*REQUIRED ACTION*. Locate the word "white" in the material, then show every line that holds it.

# # #

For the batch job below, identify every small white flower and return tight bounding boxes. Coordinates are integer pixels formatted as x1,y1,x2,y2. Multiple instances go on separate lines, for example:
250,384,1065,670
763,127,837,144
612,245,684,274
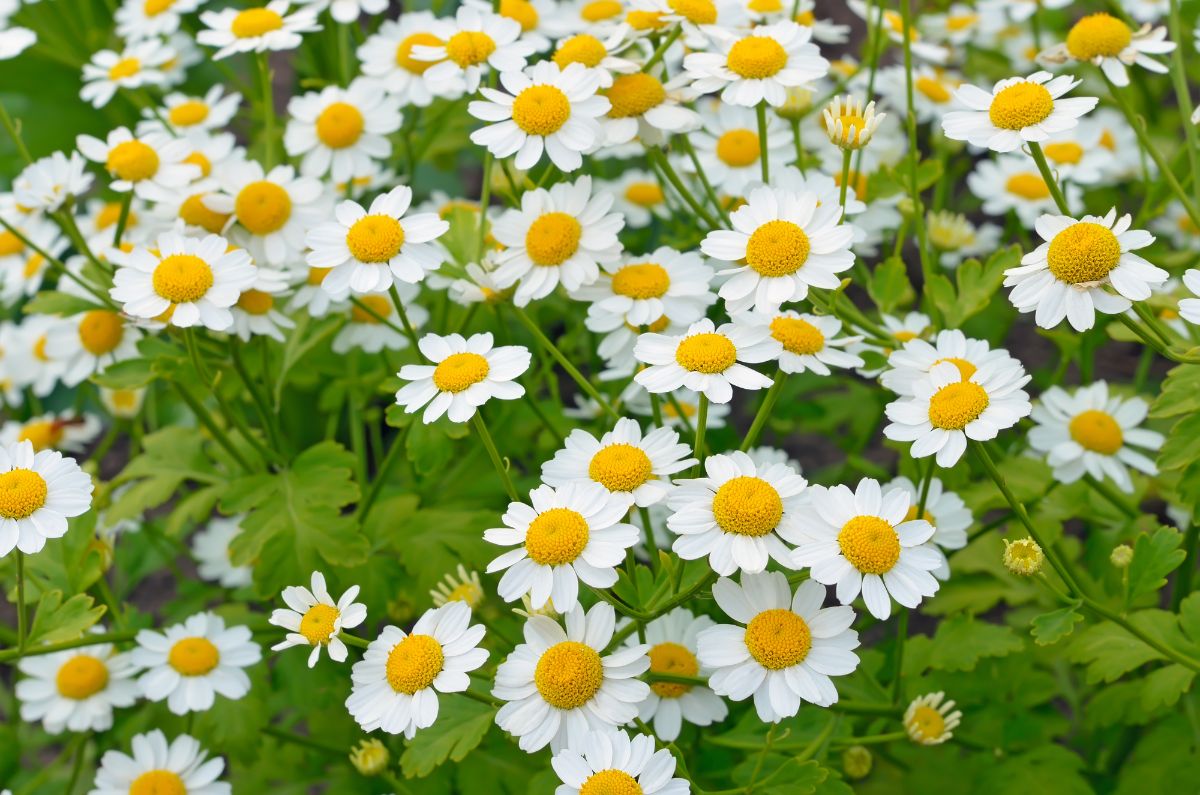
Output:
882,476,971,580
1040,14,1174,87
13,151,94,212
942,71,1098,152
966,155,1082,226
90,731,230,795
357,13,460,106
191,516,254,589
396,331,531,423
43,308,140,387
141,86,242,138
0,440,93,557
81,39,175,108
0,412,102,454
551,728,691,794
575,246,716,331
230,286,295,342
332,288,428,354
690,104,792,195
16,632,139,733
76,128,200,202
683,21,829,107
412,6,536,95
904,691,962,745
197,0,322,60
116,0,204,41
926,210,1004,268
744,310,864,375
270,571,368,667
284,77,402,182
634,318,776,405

# # #

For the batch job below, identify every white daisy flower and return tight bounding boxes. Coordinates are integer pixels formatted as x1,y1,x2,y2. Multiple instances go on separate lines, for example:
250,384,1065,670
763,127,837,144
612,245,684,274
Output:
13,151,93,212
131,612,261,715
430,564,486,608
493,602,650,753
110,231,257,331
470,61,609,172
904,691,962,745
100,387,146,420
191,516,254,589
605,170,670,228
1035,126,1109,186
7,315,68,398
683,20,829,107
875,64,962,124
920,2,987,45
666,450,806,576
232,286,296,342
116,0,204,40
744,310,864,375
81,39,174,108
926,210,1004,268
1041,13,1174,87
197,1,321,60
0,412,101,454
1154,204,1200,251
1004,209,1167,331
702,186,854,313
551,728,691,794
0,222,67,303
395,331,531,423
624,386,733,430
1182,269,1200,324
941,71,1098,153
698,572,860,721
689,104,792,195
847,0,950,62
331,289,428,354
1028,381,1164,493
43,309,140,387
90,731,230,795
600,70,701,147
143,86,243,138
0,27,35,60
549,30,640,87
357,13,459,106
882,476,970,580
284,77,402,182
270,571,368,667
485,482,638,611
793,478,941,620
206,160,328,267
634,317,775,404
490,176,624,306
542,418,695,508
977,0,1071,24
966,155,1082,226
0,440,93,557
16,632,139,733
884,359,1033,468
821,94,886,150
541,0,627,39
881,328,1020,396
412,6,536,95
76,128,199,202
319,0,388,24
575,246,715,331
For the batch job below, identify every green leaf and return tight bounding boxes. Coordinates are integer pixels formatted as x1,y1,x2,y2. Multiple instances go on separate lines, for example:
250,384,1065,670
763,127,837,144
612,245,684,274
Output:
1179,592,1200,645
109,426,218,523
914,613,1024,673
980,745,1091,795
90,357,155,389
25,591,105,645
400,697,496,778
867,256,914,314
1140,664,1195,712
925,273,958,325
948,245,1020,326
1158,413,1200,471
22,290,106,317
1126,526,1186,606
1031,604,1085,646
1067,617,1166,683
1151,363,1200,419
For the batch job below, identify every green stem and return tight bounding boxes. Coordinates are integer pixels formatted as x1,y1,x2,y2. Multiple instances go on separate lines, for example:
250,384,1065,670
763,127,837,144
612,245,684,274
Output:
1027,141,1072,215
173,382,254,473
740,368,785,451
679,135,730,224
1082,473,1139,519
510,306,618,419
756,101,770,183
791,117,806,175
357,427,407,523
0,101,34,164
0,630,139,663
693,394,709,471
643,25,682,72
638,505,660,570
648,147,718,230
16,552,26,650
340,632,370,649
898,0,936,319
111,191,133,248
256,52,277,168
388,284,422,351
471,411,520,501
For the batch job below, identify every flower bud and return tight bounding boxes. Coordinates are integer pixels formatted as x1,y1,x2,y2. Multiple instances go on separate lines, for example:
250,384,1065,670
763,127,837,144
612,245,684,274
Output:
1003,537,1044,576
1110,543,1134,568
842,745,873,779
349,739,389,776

# # #

*REPLY*.
For the batch job below, identify every small white flower and return tight bounding boxes. Coordinates are integer pixels formatted as x1,y1,x2,y2. Multiple instances go on separate lines, for example:
For the batch job below, identify every white daisy flower and return tight bounding boxes. Coordinates are integer pixels formatted as x1,y1,x2,y2. Multiple instances go on separate lines, for example:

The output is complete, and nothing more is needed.